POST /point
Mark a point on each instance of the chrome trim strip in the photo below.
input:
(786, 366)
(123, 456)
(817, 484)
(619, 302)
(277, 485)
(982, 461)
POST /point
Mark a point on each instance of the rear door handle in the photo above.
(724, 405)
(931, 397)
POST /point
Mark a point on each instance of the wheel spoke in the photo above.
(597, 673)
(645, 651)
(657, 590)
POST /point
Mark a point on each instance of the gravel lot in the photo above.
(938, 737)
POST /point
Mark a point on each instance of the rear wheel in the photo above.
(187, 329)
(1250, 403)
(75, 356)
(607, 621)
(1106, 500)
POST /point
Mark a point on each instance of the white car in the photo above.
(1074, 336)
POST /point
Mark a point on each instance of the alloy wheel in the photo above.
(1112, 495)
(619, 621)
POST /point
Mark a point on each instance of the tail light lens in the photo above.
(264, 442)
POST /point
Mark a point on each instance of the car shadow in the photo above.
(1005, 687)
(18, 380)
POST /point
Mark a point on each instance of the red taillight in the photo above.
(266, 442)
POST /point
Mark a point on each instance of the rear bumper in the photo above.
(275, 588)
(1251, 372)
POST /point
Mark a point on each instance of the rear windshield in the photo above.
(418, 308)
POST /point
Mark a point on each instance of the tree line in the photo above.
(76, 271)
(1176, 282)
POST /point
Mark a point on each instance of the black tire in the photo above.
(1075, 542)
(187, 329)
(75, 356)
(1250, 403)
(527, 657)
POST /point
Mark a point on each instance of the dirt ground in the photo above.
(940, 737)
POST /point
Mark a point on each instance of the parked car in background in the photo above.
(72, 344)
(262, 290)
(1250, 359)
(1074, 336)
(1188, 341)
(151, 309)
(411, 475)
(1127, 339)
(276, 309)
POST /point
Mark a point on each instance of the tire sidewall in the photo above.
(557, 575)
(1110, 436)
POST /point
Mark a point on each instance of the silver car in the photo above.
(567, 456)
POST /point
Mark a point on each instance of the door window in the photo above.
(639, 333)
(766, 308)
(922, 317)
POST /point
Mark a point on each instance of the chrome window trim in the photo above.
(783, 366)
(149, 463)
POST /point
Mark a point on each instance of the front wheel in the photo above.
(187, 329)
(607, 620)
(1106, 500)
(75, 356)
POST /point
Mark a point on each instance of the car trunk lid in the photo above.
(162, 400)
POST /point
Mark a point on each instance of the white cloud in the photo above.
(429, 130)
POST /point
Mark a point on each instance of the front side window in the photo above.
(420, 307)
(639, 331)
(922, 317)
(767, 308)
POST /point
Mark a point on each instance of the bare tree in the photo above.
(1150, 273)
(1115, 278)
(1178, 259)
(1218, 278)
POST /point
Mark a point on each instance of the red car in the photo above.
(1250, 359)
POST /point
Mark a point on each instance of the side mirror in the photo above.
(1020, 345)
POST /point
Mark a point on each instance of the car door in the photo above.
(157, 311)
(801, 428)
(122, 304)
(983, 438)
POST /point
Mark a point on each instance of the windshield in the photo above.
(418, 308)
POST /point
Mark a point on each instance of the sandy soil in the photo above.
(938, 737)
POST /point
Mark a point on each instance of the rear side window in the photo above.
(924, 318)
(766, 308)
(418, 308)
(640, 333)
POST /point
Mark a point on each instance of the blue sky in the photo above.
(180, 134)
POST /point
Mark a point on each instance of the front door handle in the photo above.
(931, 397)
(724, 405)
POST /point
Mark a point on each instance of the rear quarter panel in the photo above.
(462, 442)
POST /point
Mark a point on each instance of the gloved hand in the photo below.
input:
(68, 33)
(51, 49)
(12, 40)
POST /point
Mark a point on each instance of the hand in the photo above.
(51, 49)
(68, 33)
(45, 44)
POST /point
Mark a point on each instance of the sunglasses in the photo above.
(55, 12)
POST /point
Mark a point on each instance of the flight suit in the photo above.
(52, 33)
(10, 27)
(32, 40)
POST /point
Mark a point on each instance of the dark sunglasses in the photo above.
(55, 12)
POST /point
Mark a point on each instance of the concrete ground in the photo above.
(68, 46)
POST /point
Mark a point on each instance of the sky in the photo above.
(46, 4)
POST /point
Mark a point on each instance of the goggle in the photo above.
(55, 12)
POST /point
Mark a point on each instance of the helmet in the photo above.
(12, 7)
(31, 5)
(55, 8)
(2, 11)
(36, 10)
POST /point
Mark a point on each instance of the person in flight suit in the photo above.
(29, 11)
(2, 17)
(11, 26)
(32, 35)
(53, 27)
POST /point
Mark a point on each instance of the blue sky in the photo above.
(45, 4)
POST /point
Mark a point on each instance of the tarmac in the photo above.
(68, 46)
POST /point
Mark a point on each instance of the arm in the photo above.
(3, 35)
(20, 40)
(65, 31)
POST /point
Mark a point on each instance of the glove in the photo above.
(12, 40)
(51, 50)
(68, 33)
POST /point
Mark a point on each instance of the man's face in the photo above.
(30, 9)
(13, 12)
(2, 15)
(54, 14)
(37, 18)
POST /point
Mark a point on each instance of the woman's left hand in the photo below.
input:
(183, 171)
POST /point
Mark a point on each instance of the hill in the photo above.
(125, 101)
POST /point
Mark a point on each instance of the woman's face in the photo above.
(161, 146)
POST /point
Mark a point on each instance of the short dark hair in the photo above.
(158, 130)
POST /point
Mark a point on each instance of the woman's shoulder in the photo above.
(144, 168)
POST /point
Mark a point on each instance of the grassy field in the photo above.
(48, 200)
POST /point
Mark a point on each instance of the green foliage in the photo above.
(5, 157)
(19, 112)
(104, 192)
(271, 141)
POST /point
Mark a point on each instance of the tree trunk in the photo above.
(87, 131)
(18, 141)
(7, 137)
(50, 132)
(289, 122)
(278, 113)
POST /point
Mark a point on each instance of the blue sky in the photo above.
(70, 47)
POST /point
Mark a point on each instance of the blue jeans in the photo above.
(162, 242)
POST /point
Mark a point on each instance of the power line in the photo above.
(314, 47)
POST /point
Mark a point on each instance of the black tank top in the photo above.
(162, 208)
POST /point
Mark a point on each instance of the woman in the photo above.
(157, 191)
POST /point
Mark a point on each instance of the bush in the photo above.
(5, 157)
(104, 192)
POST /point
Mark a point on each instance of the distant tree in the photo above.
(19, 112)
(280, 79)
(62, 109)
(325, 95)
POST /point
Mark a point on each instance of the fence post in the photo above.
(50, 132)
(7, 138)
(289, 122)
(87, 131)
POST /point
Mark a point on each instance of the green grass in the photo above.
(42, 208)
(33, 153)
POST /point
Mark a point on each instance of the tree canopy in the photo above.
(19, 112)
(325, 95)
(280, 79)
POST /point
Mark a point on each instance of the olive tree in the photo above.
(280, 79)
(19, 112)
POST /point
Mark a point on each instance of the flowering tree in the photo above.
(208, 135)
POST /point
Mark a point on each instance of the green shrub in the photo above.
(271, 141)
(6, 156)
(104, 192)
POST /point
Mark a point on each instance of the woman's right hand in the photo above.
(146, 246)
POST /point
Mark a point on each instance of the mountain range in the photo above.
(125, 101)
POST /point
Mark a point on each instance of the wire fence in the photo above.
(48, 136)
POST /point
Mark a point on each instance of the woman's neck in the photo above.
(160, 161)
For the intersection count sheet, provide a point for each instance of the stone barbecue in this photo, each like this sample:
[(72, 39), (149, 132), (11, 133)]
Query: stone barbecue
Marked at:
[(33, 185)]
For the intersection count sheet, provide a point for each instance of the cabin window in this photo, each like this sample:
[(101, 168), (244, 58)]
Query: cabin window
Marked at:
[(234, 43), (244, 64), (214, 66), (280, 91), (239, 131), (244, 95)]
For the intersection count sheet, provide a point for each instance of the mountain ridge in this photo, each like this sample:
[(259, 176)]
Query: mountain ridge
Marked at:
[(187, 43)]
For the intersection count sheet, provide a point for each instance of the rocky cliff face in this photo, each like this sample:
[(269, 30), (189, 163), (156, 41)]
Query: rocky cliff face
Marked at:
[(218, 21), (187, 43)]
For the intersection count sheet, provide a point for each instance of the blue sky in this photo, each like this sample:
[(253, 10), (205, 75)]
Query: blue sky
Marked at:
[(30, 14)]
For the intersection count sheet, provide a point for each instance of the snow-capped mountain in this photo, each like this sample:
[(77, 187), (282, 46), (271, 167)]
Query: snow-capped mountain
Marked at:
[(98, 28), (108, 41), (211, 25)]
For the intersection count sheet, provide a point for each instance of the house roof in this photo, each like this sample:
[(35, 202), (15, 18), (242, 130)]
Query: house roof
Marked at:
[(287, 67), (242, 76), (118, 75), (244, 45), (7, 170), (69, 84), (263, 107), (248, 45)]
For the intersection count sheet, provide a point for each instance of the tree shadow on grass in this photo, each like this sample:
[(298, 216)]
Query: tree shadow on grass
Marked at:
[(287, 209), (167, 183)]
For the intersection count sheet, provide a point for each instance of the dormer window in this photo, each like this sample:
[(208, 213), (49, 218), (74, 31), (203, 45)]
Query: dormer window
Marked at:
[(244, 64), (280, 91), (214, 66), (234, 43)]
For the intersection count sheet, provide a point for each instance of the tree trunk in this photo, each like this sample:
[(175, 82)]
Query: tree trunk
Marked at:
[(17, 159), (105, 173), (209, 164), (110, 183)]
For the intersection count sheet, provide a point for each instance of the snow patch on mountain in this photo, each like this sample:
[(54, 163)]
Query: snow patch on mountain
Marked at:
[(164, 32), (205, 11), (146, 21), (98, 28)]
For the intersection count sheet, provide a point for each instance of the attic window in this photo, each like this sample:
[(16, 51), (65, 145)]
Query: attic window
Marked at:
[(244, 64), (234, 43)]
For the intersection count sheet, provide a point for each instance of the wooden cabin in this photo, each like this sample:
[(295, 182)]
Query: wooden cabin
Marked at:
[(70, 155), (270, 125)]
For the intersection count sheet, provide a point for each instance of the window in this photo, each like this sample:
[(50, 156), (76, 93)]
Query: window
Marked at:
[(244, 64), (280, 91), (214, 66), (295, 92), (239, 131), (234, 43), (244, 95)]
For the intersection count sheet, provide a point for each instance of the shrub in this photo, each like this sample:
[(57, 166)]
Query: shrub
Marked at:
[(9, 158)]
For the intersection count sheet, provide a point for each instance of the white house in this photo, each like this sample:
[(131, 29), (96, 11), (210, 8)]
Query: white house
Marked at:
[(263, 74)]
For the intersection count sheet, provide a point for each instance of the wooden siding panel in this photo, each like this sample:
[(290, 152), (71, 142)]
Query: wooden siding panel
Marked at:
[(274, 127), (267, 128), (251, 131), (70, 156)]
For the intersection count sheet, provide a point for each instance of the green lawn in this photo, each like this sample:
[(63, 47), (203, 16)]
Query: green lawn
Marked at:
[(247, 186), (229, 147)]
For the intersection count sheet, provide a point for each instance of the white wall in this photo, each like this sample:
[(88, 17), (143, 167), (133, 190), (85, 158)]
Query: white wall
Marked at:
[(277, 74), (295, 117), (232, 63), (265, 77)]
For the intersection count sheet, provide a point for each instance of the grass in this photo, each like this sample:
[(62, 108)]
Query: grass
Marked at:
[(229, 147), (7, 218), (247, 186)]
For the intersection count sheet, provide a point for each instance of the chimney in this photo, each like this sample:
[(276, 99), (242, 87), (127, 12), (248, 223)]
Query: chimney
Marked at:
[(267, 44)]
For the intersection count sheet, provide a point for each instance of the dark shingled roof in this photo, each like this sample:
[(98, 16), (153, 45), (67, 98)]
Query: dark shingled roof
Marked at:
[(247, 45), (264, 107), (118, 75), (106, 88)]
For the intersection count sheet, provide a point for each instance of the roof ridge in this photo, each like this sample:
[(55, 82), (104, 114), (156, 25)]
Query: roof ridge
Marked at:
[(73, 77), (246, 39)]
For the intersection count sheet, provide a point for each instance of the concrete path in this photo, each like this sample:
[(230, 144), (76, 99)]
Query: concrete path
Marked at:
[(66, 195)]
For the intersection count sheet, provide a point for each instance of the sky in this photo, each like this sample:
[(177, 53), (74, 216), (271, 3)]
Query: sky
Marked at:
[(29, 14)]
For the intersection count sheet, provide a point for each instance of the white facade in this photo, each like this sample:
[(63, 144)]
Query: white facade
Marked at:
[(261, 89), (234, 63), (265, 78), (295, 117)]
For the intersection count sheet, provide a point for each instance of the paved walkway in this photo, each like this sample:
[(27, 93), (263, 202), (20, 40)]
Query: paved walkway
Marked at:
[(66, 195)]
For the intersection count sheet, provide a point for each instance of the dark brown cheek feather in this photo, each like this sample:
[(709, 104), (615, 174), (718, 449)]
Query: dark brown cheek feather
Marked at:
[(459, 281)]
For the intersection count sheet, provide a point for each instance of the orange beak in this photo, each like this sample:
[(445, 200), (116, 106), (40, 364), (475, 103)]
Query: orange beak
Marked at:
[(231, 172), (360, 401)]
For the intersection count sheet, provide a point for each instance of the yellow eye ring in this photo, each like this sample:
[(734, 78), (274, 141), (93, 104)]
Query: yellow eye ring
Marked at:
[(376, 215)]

→ **Task requirements**
Which lines above hold the string "yellow"? Show each of them.

→ **Solved problem**
For the intersection count sheet, provide a point for each instance of the yellow eye ring in this photo, each like this sample:
Query: yellow eye ring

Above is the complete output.